#### 指示
後に示すチャレンジコインについての文章のうち、「チャレンジコインのサイズやデ」から「た記念として活用されている。」までの部分を一字も変えずに書き写してください。

#### 本文

• • • • •

特に卓越性のある活動をした隊や特別な業績を上げた隊員、または組織にとって名誉な功績など、さまざまな理由で、隊や個人に贈られる。もちろん貨幣通貨ではない。
チャレンジコインのサイズやデザイン、形状、スタイル、色使いはさまざまで、消防以外にも警察、沿岸警備隊、ライフガード、FBI、CIAなどの公的機関も作っている。
使用目的も、消防博物館や消防署などで販売されているお土産等のギフト用から、所属隊員のみに与えられる表彰用や市民による救命表彰用などさまざま。受け取った人の志気を高め、同じ意識を持つ仲間との友情を作り、良い行いへの動機づけをし、相互に刺激し、特別な機会を与えられた記念として活用されている。
ラスベガス市消防局のチャレンジコインには、ラスベガス市を守る決意表明「HONOR(栄誉)、TRUST(信頼)、DUTY(任務)、INTEGRITY(誠実) 」が刻印されており、コインのずっしりとした重さに消防士達の任務への責任と心のぬくもりを感じる。
下記のビデオは、今年2月にテキサス手で発生した大洪水害において、約260名もの家屋などに取り残された住民を救助、及び、避難させた消防団員達にテキサス州知事が感謝と共に表敬訪問する映像。
流儀として握手をする右手にチャレンジコインを隠し持ち、握手をした瞬間に相手の掌中に渡すという一種のサプライズ演出シーンを見ることができる。

• • • • •

#### 記録データ
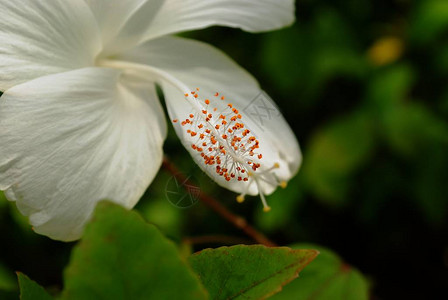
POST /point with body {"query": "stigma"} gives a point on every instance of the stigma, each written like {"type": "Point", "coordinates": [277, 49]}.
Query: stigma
{"type": "Point", "coordinates": [226, 145]}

• • • • •

#### 解答
チャレンジコインのサイズやデザイン、形状、スタイル、色使いはさまざまで、消防以外にも警察、沿岸警備隊、ライフガード、FBI、CIAなどの公的機関も作っている。
使用目的も、消防博物館や消防署などで販売されているお土産等のギフト用から、所属隊員のみに与えられる表彰用や市民による救命表彰用などさまざま。受け取った人の志気を高め、同じ意識を持つ仲間との友情を作り、良い行いへの動機づけをし、相互に刺激し、特別な機会を与えられた記念として活用されている。